=== Exercise passage ===
*-*-*

Among 830 inhabitants of Ikao Village, in Owan Local Government Area of Edo state, 178 (21.4%) excreted S. haematobium ova in their urine. school children were more infected than the farmers and petty traders. Males were more infected than the female counterparts (Nimorsi et al., 2001 a). In a related study conducted by Nimorsi et al. (2001 b) in Owan East local Government area of Edo State, it was reported that the urine pattern of infection was also high among the school children compare to other inhabitants of the communities among which the survey was carried out.

Edungbola (1980) in Ilorin reported the relationship between water utilization and schistosomiasis. While Okanla (1991), reported that parental occupation may be a factor in contracting schistosomiasis. Moreover, in the Babana district of Borgu Local Government Area of Kwara state, Edungbola et al. (1988) stated that of 425 schoolchildren examined in nine communities, 193(45.4%) were infected. Infection rates for boys and girls (44.7% and 47.9% respectively) were not significantly different. The portion (25.9%) of children excreting at least 1000 eggs/10ml urine sample during their first decade of life was significantly higher (p<0.01) than for pupils who were older. Children between 11 years and 13 years of age had the highest prevalence (59.2%). While those between 5 years and 7 years had the lowest (33.6%). Similar trends were observed in Malumfashi, Northern Nigeria (Pugh and Gilles, 1979), in Ijimar, South-eastern Nigeria (Ekanem et al., 1994), in Uniweze-Anam, Anambra state (Amazigo et al., 1997), and in Abia state (Nduka et al., 1995; Useh and Ejezie 1999).

Ernould et al. (2000) recorded a global prevalence of 15.7% in a cluster sample survey conducted in 1998 in 30 schools in Niamey, Niger. The prevalence was very low in schools far from the river and higher in those along the Niger banks. Forty-six percent of the children reported water contact. Mansour et al. (1981) recorded an overall prevalence of the infection in school children (5-16 years old) in three villages; of Qena governorate in upper Egypt as 61.1% based on the examination of urine sample. It was found that age prevalence and intensity of infection were parallel and rose sharply from age 5-10 years. Similar studies on school children in selected villages in Ghana (Zijlmans et al., 1989), Gabon (Van Etten et al., 1997), Maputo in Mozambique (Gujral and Vaz, 2000), Cameroon (Ndamukong et al., 2001), Somalia (Arfaa, 1975) and in Zimbabwe (Ndamba et al., 1998) showed that infection rates were higher between ages 11 to 12 years than in children 7 to 10 years of age. Male school children were more significantly infected than their female counterparts.

 Moreso, Ndamba et al. (1998), Guyatt et al. (1999), Lucien et al. (2003) and among others found a positive correlation between the questionnaire approach to determine urinary schistosomiasis, the biochemical testing and ova detection rate in the first phase of the study conducted among school children in endemic rural communities of Cameroon, Tanzania and Zimbabwe respectively. Several other studies from other parts of Africa like Togo, Chad, Ethiopia, Cote de Voire and Arabian Peninsula showed similar results. Samuel et al. (2000) in Britain showed that terminal urine samples taken after exercise at midday were positive for S. haematobium ova. Dysuria and haematuria was noted 2-3 months after the infection. However all patients were from Africa and had recently visited their native country.

In summary this review has shown the diverse forms of approach to the study of S. haematobium infection. Results and records have revealed the occurrence of the parasite in various parts of the world most especially in Africa and the Middle East.

*-*-*

According to the schistosomiasis review, how many of the 425 schoolchildren examined in the Babana district were infected? Use only the schistosomiasis review to answer.

=== Records ===
*-*-*

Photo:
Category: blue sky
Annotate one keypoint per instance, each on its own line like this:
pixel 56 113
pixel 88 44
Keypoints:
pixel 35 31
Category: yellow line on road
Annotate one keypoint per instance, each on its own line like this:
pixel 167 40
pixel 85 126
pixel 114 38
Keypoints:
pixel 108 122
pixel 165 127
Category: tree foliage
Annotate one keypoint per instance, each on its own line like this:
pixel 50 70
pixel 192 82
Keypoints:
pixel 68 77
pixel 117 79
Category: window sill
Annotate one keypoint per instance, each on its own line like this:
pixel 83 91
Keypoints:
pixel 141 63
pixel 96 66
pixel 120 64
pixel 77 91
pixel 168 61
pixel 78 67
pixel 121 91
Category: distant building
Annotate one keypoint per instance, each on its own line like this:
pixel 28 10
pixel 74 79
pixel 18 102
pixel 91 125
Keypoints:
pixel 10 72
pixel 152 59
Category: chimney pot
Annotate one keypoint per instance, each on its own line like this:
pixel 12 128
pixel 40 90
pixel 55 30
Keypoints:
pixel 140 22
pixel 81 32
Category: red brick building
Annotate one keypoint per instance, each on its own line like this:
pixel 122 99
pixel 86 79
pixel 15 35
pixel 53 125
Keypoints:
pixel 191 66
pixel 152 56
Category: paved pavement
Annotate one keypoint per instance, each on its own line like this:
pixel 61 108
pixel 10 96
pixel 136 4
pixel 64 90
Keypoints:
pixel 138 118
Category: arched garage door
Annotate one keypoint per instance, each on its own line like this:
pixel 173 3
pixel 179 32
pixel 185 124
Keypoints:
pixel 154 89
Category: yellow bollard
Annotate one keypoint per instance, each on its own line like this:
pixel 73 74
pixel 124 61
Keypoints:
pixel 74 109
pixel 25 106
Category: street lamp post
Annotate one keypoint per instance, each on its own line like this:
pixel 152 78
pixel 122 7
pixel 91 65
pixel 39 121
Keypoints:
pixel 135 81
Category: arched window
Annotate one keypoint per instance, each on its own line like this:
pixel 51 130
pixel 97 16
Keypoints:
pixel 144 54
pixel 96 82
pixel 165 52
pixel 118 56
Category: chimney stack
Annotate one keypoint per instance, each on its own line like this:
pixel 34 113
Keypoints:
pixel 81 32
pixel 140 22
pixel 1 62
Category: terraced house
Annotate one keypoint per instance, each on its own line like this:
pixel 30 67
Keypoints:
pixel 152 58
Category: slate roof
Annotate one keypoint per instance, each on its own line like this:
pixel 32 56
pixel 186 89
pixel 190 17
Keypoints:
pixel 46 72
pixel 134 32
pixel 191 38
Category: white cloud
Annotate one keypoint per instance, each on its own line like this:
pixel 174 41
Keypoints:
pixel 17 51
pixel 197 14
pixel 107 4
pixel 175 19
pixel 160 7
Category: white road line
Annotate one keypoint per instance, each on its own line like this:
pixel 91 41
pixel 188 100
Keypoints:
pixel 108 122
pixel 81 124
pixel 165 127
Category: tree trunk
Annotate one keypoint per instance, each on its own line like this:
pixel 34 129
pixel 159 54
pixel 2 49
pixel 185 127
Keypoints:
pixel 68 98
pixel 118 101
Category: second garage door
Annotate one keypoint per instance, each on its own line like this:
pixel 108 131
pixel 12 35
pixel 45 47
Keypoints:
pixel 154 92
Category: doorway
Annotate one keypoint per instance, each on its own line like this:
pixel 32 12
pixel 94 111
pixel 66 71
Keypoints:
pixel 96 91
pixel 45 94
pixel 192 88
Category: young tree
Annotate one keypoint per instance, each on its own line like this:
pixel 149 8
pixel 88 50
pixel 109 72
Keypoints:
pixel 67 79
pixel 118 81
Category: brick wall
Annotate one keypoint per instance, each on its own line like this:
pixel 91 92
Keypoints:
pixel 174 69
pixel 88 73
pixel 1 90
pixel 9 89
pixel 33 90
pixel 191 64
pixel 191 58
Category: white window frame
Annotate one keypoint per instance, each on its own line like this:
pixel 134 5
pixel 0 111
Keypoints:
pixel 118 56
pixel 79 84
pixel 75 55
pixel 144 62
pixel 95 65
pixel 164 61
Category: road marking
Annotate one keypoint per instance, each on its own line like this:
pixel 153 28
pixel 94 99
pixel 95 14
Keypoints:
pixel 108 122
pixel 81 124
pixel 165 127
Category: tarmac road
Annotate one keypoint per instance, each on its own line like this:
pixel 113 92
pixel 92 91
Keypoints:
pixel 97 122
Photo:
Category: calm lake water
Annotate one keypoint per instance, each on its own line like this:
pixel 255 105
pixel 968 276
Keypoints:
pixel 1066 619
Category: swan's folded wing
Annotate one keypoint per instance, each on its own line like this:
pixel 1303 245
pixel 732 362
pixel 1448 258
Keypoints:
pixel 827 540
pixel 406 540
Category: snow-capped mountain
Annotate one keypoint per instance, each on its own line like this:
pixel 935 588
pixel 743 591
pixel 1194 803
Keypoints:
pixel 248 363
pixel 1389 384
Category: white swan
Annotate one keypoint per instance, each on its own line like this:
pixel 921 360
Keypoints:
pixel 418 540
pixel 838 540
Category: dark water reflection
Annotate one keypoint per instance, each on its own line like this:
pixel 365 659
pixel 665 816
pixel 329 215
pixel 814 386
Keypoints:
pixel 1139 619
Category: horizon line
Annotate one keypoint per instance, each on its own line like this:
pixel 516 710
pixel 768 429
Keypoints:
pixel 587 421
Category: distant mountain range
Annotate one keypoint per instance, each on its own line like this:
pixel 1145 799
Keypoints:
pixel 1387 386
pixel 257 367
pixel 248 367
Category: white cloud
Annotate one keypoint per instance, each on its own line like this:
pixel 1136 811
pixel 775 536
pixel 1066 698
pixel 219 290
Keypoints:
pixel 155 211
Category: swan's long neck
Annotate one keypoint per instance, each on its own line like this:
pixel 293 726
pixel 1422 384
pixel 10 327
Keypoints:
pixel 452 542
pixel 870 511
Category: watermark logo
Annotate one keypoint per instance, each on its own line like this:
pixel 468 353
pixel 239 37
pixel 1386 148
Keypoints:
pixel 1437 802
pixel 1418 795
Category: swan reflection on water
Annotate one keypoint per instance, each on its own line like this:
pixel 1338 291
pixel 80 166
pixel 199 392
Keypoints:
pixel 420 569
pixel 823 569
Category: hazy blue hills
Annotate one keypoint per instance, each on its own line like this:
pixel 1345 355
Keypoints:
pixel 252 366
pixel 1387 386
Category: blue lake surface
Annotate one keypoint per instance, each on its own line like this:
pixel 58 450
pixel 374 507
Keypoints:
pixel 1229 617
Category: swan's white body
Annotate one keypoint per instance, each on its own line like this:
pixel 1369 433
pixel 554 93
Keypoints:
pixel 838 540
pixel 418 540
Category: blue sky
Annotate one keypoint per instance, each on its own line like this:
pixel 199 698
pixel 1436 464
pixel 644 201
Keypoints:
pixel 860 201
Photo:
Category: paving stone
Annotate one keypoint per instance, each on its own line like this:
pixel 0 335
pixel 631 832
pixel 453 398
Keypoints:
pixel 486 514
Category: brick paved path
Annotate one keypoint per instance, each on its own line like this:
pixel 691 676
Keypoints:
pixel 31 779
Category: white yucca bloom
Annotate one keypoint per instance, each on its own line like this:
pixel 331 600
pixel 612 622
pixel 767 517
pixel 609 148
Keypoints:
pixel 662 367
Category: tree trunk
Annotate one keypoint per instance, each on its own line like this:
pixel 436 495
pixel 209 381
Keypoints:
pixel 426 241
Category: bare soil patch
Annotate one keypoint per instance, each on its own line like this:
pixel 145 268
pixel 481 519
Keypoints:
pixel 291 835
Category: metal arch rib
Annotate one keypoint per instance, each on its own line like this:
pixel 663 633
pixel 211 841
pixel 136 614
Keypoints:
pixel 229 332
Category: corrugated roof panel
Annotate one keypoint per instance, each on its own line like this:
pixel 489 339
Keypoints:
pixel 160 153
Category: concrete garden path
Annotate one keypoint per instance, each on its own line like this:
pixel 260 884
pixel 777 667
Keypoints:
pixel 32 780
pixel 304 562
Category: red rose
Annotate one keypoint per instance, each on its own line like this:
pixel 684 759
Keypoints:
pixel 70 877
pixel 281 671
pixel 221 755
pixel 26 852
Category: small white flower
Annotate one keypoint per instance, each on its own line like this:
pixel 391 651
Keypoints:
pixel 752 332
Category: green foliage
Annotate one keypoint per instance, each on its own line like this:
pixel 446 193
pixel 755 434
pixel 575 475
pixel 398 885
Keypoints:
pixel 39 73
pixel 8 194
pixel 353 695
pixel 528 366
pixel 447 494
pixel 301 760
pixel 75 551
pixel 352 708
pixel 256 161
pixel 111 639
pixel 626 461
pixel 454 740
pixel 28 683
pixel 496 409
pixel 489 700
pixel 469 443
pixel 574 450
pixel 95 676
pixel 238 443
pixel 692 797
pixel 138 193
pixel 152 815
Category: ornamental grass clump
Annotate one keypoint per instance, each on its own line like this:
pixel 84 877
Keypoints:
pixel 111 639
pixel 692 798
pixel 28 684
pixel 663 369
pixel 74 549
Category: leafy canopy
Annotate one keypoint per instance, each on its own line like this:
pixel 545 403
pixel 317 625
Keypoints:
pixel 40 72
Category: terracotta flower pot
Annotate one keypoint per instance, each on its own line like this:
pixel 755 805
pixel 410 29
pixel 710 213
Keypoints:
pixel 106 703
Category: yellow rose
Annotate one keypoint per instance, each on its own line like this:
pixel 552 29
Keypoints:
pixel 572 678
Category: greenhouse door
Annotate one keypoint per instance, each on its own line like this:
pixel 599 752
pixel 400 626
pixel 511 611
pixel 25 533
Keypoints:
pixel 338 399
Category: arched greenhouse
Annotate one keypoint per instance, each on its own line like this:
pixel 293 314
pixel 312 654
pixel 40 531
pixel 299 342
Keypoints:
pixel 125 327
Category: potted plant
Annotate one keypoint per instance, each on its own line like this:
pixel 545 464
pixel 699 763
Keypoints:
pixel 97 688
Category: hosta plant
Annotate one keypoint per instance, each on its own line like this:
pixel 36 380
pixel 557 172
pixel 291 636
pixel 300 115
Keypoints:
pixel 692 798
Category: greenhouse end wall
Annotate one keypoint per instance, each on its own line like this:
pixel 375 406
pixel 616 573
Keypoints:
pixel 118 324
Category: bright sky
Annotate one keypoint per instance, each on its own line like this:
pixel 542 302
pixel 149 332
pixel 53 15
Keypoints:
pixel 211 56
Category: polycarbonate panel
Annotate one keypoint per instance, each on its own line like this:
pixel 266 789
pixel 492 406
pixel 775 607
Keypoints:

*-*-*

=== Exercise solution ===
193 (45.4%)